### Entries shown:
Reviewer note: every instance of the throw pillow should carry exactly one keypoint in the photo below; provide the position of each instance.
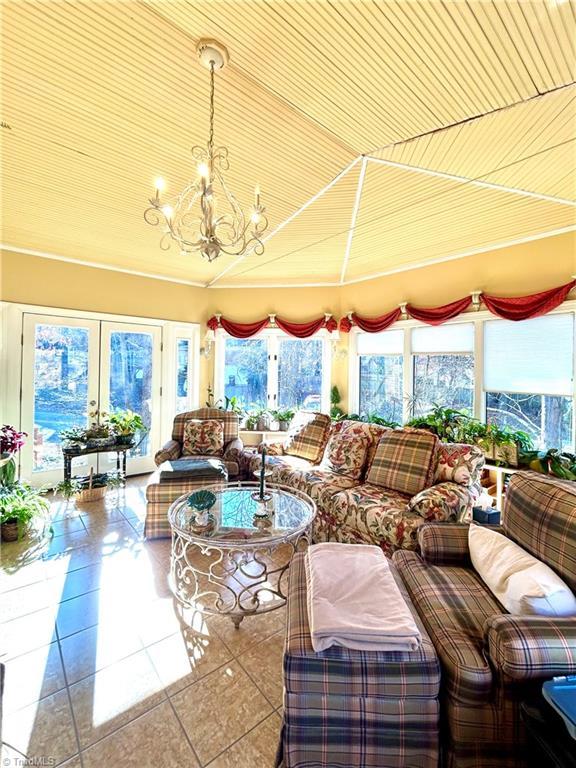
(459, 463)
(404, 461)
(308, 439)
(346, 453)
(523, 584)
(203, 437)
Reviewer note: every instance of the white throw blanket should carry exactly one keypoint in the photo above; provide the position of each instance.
(354, 601)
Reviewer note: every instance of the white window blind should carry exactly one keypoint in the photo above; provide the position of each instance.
(531, 356)
(385, 343)
(456, 337)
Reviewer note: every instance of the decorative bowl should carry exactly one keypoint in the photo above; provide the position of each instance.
(201, 500)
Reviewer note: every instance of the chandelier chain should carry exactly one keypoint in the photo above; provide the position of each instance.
(211, 134)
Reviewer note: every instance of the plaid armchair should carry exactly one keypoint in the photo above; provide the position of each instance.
(491, 660)
(233, 446)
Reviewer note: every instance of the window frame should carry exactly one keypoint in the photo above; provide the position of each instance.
(273, 336)
(478, 318)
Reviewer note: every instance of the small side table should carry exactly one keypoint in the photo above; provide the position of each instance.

### Given request:
Rewrite all the rows above, replacing "keypoint" with "marker" wherever it occurs and leaving everything else unchanged. Leave the pictures out of your answer.

### Result of this task:
Reviewer note: every instance of the throw pillow should carry exactly one marker in the photo below; provide the position of each instance.
(459, 463)
(404, 461)
(308, 439)
(346, 453)
(523, 584)
(203, 437)
Reviewer note: every instance of the white throw blanket should carry exactly one marker in the photo above; provide the position of each instance.
(354, 601)
Reviewer note: every instance of the white window blind should carry exactly one marker in the photo above; provide the position of each instance.
(531, 356)
(385, 343)
(456, 337)
Reviewer note: every instance of the decorative bowl should carry exactly one marker in the photo above; provide the position of each instance.
(201, 500)
Reviewer note: every instance of the chandelier chain should carry exactly one marker in the photo above; provide the position of each instance.
(211, 134)
Reviewer note: every instance of the plaid armchair should carry exactly one marker in the photo above; provide the position of each instance.
(491, 660)
(233, 446)
Reviewer note: every instance of the window frame should carry exactly one marker in the photo above; provide the position of each instance.
(273, 336)
(478, 318)
Reviewer note: every instance of the small side table should carry exactly one marker in the photo above; provide the position of each instance.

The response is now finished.